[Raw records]
----------------

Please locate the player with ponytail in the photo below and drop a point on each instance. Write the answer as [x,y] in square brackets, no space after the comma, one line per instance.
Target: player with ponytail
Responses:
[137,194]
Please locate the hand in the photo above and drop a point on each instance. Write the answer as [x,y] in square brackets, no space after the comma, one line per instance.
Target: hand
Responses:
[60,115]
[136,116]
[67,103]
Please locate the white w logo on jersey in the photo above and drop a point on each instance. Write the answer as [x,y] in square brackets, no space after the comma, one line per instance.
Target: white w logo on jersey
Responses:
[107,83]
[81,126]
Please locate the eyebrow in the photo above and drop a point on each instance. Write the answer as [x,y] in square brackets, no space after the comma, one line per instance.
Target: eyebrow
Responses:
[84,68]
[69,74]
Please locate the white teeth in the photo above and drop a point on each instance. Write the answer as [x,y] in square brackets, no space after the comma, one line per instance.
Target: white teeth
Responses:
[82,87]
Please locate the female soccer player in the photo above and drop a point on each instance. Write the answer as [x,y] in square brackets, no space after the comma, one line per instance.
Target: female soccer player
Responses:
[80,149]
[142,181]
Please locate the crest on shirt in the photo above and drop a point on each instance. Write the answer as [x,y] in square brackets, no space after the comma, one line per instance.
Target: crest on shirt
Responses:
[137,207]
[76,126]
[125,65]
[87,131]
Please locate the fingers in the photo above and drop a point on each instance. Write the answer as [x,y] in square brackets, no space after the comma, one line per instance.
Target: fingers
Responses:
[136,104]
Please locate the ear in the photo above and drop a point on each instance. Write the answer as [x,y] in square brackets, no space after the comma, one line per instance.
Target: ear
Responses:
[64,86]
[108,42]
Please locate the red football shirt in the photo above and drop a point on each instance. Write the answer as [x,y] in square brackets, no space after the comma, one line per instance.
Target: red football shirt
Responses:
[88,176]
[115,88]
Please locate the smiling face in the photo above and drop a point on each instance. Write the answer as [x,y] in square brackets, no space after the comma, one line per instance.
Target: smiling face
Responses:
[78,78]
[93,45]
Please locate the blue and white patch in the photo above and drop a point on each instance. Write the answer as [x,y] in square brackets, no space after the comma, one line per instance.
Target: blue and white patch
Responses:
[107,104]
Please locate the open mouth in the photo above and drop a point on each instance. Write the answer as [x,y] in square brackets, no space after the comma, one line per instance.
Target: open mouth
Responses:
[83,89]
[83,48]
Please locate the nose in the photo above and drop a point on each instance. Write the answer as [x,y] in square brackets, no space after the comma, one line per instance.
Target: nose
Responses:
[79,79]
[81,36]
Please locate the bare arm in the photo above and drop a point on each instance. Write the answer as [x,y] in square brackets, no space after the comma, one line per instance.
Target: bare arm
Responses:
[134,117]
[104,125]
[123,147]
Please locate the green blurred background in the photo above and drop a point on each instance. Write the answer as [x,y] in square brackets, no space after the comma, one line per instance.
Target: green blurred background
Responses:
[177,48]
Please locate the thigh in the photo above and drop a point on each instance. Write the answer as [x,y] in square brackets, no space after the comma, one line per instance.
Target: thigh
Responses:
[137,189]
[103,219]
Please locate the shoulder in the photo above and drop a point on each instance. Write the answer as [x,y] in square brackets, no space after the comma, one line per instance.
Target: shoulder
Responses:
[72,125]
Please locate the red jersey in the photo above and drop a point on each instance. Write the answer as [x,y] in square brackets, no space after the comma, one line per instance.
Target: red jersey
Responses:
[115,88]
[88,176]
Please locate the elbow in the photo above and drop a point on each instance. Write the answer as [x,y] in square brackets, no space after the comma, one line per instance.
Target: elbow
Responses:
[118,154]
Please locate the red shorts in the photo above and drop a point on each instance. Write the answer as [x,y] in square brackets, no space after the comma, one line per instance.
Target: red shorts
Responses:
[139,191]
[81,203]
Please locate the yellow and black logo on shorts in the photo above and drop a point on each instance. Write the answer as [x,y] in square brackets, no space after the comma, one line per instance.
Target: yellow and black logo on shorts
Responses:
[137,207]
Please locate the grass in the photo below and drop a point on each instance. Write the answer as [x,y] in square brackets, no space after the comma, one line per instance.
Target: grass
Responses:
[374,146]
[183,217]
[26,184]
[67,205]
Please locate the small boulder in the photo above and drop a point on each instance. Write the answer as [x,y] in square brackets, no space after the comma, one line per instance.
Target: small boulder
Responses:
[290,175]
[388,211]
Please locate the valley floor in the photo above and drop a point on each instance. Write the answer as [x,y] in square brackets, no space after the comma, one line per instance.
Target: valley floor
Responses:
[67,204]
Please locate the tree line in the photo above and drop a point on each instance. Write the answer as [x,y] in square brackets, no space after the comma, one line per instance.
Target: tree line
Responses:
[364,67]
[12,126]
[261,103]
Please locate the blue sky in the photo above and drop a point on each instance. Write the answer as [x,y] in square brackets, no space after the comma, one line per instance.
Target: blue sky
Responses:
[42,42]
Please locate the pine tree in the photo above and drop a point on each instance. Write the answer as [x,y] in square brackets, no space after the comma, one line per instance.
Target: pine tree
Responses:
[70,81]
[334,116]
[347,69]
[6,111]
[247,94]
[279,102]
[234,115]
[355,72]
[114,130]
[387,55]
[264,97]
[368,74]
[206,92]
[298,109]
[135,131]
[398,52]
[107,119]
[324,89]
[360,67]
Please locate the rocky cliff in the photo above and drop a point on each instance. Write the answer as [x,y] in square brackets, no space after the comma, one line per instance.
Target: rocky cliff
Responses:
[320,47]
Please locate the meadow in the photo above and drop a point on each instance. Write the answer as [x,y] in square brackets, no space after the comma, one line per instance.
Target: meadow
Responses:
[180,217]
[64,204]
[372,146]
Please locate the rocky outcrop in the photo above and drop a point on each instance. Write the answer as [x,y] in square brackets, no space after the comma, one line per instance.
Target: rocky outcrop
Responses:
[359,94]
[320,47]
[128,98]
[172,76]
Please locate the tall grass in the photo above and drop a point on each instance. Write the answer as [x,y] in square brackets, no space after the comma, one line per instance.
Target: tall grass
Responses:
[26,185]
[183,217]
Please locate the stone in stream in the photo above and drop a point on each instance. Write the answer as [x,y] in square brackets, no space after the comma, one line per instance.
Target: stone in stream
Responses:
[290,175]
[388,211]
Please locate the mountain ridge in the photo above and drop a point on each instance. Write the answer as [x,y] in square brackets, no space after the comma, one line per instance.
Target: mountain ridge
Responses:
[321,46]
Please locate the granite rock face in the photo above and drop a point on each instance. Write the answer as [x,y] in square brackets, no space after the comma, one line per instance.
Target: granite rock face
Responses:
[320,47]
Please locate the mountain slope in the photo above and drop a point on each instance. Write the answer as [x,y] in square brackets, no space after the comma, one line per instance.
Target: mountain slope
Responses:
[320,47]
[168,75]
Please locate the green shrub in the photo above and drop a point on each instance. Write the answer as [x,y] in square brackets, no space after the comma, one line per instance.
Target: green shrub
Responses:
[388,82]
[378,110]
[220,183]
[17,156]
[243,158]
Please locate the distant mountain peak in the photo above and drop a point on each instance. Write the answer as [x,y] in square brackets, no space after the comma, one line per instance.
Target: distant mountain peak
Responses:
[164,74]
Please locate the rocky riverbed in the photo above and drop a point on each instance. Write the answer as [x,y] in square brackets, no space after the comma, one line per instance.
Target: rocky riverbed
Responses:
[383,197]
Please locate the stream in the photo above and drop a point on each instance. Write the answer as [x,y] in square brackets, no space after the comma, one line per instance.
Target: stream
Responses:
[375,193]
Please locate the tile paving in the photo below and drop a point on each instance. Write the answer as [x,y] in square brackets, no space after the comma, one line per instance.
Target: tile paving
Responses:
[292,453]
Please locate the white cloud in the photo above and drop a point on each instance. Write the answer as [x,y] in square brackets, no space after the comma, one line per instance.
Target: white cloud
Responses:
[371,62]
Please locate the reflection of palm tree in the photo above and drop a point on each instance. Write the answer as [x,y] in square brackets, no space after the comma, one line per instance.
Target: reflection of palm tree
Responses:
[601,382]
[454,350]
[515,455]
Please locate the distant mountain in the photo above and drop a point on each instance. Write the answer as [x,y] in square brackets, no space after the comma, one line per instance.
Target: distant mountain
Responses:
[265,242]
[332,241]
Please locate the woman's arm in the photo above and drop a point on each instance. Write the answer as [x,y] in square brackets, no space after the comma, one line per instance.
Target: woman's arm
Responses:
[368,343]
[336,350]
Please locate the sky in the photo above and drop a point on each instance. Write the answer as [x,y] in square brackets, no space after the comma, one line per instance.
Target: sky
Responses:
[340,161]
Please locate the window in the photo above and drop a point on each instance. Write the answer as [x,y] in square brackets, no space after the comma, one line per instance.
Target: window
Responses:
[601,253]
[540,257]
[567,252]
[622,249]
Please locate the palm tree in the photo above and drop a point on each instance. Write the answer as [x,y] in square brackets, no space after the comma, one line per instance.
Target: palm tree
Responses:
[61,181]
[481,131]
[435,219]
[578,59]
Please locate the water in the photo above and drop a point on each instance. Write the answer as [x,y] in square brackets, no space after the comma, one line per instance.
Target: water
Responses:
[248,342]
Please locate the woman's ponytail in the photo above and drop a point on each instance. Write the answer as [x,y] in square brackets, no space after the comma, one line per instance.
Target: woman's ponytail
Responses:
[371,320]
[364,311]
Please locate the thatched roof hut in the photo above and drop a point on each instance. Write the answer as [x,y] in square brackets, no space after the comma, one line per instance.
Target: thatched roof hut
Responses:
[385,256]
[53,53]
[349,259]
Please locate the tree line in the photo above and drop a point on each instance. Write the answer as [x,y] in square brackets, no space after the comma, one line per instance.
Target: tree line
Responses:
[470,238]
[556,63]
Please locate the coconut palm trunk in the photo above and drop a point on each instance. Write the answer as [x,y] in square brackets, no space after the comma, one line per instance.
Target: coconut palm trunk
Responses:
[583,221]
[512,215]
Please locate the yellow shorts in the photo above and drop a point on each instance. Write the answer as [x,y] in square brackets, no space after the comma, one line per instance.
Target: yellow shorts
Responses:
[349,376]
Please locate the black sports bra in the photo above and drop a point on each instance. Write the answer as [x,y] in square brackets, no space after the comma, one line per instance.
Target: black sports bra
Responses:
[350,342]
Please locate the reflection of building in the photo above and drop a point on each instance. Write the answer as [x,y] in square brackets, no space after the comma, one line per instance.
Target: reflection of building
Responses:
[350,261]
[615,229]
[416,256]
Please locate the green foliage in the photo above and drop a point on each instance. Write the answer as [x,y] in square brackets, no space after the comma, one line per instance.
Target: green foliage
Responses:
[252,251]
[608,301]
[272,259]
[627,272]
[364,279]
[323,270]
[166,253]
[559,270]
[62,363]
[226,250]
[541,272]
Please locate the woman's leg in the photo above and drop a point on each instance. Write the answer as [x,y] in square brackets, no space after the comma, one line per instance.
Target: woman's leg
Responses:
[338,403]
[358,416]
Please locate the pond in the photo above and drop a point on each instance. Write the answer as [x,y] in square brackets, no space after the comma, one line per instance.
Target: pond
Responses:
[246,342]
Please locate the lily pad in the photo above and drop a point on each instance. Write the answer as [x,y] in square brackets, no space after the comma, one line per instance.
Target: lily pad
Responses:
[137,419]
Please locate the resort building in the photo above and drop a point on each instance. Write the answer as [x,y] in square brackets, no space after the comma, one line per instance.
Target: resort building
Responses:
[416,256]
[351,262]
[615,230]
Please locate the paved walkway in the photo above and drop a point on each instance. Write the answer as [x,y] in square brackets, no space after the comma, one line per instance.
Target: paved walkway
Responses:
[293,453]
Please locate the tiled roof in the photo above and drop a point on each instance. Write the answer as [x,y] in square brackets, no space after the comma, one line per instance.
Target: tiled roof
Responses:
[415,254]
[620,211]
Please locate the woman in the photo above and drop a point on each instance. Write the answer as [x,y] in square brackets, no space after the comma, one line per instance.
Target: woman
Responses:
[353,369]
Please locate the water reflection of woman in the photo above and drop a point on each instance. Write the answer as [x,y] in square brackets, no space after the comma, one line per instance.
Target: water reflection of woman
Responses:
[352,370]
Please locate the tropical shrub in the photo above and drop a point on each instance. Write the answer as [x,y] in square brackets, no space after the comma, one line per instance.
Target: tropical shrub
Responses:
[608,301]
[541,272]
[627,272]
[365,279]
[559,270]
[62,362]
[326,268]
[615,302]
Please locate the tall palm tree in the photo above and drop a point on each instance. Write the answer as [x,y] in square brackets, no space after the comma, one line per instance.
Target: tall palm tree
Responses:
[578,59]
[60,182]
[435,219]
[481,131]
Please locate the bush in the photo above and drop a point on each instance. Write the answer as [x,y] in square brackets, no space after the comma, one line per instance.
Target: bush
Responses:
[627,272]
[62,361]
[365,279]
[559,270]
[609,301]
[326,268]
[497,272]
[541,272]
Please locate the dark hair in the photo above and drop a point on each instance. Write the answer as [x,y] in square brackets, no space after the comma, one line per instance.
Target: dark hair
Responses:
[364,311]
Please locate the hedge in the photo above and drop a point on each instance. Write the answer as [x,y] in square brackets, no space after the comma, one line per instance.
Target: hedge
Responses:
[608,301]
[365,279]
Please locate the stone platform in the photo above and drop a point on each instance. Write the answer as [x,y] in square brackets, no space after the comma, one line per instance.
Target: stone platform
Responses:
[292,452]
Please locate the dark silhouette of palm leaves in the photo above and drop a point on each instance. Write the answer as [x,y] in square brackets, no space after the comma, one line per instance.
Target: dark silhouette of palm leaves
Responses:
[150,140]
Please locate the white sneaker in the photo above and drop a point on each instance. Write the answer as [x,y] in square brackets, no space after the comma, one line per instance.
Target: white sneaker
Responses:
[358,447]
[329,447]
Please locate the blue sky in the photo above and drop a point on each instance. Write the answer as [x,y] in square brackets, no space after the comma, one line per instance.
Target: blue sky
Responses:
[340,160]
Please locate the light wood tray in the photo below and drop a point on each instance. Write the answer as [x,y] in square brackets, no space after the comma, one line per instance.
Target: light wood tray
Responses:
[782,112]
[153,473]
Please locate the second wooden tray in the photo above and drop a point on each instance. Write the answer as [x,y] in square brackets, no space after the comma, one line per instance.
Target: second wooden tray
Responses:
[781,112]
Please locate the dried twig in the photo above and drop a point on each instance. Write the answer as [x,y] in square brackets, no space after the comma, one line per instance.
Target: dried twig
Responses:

----------------

DIRECTIONS FOR THIS TASK — Repeat the data from the line containing "Please locate the light" through the end of the data, switching each "tray" to "platter" and leaving everything else unchanged.

REPLY TO THE EXERCISE —
Please locate the light wood platter in the photo below and drop a point on each instance. Write the answer as [x,y] in square brackets, no space after the comma, one line per instance.
Target: light wood platter
Responses:
[782,112]
[153,473]
Please locate the second wooden platter in the photo above and drop a point on each instance. Write the answer as [x,y] in square brackets, no space after the comma, one line per instance.
Target: second wooden platter
Responses:
[781,112]
Please locate the dried twig in the photo above and drop a point on each instance. Write the answer as [x,y] in square brackets, no space after the comma, one line per instance.
Target: dried twig
Responses:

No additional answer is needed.